## Description of the task
Print out each entry without alteration, and keep the pictures out.

*** Opening of Given entries ***

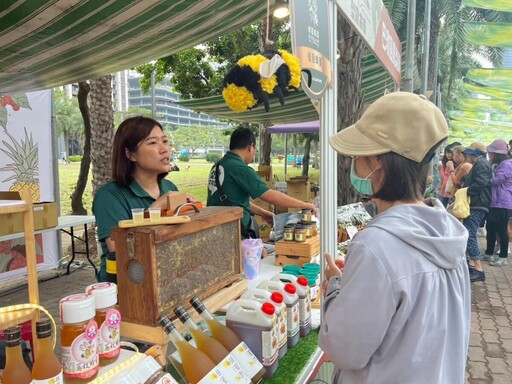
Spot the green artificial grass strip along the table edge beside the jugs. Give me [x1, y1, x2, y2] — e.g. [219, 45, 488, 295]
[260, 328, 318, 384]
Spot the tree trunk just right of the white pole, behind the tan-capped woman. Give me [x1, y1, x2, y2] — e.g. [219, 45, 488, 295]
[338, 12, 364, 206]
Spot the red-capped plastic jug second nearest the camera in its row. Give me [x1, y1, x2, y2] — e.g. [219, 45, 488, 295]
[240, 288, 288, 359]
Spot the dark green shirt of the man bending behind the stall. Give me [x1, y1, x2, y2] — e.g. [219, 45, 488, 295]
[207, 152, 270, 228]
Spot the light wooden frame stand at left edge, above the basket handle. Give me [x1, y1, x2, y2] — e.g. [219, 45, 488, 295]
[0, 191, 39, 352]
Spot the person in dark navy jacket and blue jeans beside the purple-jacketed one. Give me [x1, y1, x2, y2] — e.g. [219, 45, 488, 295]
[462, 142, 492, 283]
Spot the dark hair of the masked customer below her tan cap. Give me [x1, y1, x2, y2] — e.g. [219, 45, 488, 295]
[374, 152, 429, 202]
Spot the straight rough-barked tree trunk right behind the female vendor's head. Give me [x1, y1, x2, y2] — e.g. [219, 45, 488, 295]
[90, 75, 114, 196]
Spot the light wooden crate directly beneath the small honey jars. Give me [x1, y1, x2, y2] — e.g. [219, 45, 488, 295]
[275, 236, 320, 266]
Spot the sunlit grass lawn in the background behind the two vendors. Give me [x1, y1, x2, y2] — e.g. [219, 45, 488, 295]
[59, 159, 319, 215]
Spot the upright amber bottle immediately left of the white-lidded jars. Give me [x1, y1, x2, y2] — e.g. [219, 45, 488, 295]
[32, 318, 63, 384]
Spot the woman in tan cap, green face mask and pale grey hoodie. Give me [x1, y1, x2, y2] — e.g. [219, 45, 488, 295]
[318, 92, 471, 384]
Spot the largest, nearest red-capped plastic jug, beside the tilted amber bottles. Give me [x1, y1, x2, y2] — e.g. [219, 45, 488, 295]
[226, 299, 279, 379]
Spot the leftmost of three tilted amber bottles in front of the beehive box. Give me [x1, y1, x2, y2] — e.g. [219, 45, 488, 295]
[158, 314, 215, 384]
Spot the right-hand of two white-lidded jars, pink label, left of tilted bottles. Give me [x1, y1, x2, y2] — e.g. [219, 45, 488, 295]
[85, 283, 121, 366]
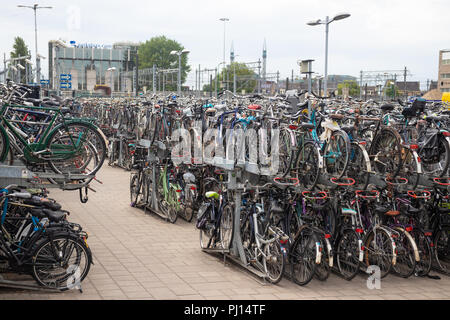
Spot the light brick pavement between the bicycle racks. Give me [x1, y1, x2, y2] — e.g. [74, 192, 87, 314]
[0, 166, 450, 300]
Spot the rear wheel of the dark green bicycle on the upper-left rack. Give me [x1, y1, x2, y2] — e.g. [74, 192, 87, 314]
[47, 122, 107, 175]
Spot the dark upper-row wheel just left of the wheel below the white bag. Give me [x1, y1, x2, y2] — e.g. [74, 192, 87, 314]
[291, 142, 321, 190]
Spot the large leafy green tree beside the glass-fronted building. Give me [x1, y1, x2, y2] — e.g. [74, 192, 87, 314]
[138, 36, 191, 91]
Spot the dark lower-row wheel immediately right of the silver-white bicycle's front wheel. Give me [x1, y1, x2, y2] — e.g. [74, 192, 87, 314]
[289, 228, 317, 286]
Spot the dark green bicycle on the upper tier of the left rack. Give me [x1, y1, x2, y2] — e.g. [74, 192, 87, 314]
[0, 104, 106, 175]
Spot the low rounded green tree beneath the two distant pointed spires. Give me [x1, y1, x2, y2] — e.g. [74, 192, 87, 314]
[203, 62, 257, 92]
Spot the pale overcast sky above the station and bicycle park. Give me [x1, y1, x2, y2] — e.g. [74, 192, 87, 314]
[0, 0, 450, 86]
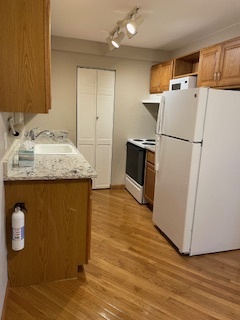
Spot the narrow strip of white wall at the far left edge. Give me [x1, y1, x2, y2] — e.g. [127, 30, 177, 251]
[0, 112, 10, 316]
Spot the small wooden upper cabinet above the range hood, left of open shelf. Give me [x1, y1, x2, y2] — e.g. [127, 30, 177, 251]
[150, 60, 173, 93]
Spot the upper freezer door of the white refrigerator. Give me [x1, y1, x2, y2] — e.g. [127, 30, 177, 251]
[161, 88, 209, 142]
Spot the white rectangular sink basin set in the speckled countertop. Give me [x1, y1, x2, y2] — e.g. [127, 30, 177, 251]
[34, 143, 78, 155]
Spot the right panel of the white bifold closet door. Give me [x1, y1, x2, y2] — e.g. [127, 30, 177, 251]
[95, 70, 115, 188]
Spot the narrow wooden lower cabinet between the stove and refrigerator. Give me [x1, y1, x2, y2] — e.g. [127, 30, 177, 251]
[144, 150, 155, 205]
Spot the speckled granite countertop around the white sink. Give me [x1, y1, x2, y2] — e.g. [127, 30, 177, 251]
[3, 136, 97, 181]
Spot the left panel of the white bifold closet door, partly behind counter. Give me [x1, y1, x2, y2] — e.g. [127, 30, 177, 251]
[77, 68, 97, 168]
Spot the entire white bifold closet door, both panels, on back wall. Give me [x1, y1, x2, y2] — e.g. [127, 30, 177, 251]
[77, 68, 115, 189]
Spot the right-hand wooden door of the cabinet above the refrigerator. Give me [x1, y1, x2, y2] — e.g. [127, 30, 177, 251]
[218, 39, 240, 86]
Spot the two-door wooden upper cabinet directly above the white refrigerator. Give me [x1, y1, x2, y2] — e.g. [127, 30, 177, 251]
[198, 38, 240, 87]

*** Close of Given entries ***

## Reply
Spot the green artificial grass strip along the table edge beside the jugs. Give me [x1, y1, x2, y2] — e.g. [219, 45, 488, 295]
[260, 328, 318, 384]
Spot the tree trunk just right of the white pole, behind the tan-capped woman. Give me [x1, y1, x2, y2] — e.g. [219, 45, 488, 295]
[338, 12, 364, 206]
Spot the red-capped plastic jug second nearest the camera in its row. Give me [x1, y1, x2, y2] — e.g. [219, 45, 488, 295]
[240, 288, 288, 359]
Spot the dark green shirt of the man bending behind the stall. Give me [x1, y1, x2, y2] — e.g. [219, 45, 488, 295]
[207, 152, 270, 228]
Spot the light wooden frame stand at left edge, above the basket handle. Give me [x1, y1, x2, y2] — e.g. [219, 45, 488, 295]
[0, 191, 39, 352]
Spot the person in dark navy jacket and blue jeans beside the purple-jacketed one. Give me [x1, y1, x2, y2] — e.g. [219, 45, 488, 295]
[462, 142, 492, 283]
Spot the dark hair of the masked customer below her tan cap. Give me [x1, y1, x2, y2] — e.g. [219, 45, 488, 295]
[374, 152, 429, 202]
Spot the straight rough-barked tree trunk right behind the female vendor's head. Give me [x1, y1, x2, y2] — e.g. [219, 45, 488, 295]
[90, 75, 114, 196]
Spot the light wooden crate directly beneath the small honey jars. Give me [x1, y1, x2, y2] — e.g. [219, 45, 488, 295]
[275, 236, 320, 266]
Spot the sunlit grass lawn in the background behind the two vendors. Give me [x1, y1, x2, y2] — e.g. [219, 45, 488, 295]
[59, 159, 319, 215]
Spot the upright amber bottle immediately left of the white-lidded jars. Give me [x1, y1, x2, y2] — e.g. [219, 45, 488, 295]
[32, 318, 63, 384]
Spot the woman in tan cap, green face mask and pale grey hoodie. Give me [x1, y1, x2, y2] — e.g. [219, 45, 488, 295]
[318, 92, 471, 384]
Spot the largest, nearest red-capped plastic jug, beside the tilted amber bottles. Give me [x1, y1, x2, y2] — e.g. [219, 45, 488, 295]
[226, 299, 279, 379]
Spot the leftmost of three tilted amber bottles in front of the beehive box. Give me [x1, y1, x2, y2] — e.g. [219, 45, 488, 295]
[158, 314, 215, 384]
Spot the right-hand of two white-lidded jars, pink label, left of tilted bottles. Give me [x1, y1, x2, y2] — e.g. [219, 45, 488, 295]
[85, 283, 121, 366]
Spot the light brick pavement between the bicycle racks. Give me [x1, y1, x2, y2] — e.g. [74, 192, 87, 314]
[0, 166, 450, 300]
Spot the rear wheel of the dark green bicycle on the upper-left rack. Give me [x1, y1, x2, y2] — e.g. [74, 192, 87, 314]
[47, 122, 107, 175]
Spot the dark upper-row wheel just left of the wheel below the white bag. Give me [x1, y1, x2, y2] — e.g. [74, 192, 87, 314]
[291, 142, 321, 190]
Spot the large leafy green tree beside the glass-fronted building. Give me [x1, y1, x2, y2] — e.g. [74, 192, 87, 314]
[138, 36, 191, 91]
Spot the dark lower-row wheel immediately right of the silver-white bicycle's front wheel. Give me [x1, y1, x2, y2] — e.g. [74, 192, 87, 314]
[289, 228, 317, 286]
Spot the dark green bicycle on the upper tier of the left rack. Give me [x1, y1, x2, y2] — e.g. [74, 192, 87, 314]
[0, 104, 106, 175]
Spot the low rounded green tree beneath the two distant pointed spires. Give me [x1, y1, x2, y2] — e.g. [74, 192, 87, 314]
[203, 62, 257, 92]
Spot the pale overcast sky above the station and bicycle park. Give me [x1, y1, x2, y2] — e.g. [74, 192, 87, 314]
[0, 0, 450, 86]
Spot the narrow strip of white wall at the far left edge. Give me [x1, y1, x2, y2] — e.g. [127, 30, 177, 251]
[0, 112, 10, 316]
Spot the small wooden upper cabinet above the range hood, left of open shelf. Give me [x1, y1, x2, y2] — e.g. [127, 30, 177, 251]
[150, 60, 173, 93]
Spot the upper freezer door of the white refrigerator. Give me [x1, y1, x2, y2] — e.g. [127, 30, 177, 251]
[161, 88, 209, 142]
Spot the white rectangular sink basin set in the speckled countertop. Give me [x1, y1, x2, y2] — e.g. [127, 30, 177, 251]
[34, 143, 78, 155]
Spot the right panel of the white bifold closet door. Give me [x1, y1, x2, y2] — e.g. [127, 30, 177, 251]
[95, 70, 115, 188]
Spot the narrow wooden lower cabinet between the stove and refrigerator. Give me [x1, y1, x2, y2] — e.g. [127, 30, 177, 251]
[144, 150, 155, 205]
Spot the speckled granite countertop around the white sink. Give me [x1, y1, x2, y2] — e.g. [127, 30, 177, 251]
[3, 136, 97, 181]
Spot the left panel of the white bifold closet door, partly behind counter. Give me [x1, y1, x2, y2] — e.g. [127, 30, 177, 251]
[77, 68, 97, 168]
Spot the entire white bifold closet door, both panels, on back wall. Give me [x1, y1, x2, y2] — e.g. [127, 30, 177, 251]
[77, 68, 115, 189]
Spot the right-hand wooden door of the cabinet above the refrigerator. Give me [x1, y1, x2, y2] — e.g. [127, 30, 177, 251]
[218, 39, 240, 86]
Spot the two-door wooden upper cabinet directly above the white refrigerator. Give me [x1, y1, x2, y2] — e.g. [127, 30, 177, 251]
[198, 38, 240, 87]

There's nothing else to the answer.